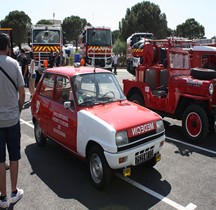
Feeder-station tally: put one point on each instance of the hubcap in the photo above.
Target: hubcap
(96, 168)
(193, 124)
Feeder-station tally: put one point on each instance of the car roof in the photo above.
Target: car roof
(71, 70)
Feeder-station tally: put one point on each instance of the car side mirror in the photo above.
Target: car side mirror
(69, 105)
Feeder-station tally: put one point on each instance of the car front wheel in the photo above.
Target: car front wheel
(100, 172)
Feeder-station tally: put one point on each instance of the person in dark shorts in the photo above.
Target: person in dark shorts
(13, 92)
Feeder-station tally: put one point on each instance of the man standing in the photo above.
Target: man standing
(25, 71)
(13, 92)
(115, 63)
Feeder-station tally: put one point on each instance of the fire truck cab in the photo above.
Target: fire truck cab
(96, 46)
(166, 83)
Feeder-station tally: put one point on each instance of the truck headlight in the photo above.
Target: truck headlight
===============
Write out again only the lines from the one with "Target: fire truck cab" through the last line of the records above. Keep every word as it stands.

» Reply
Target: fire truck cab
(96, 46)
(166, 83)
Feeder-station tally: put one point on each instance of the truck headlight in the photo above.
Target: truck headlight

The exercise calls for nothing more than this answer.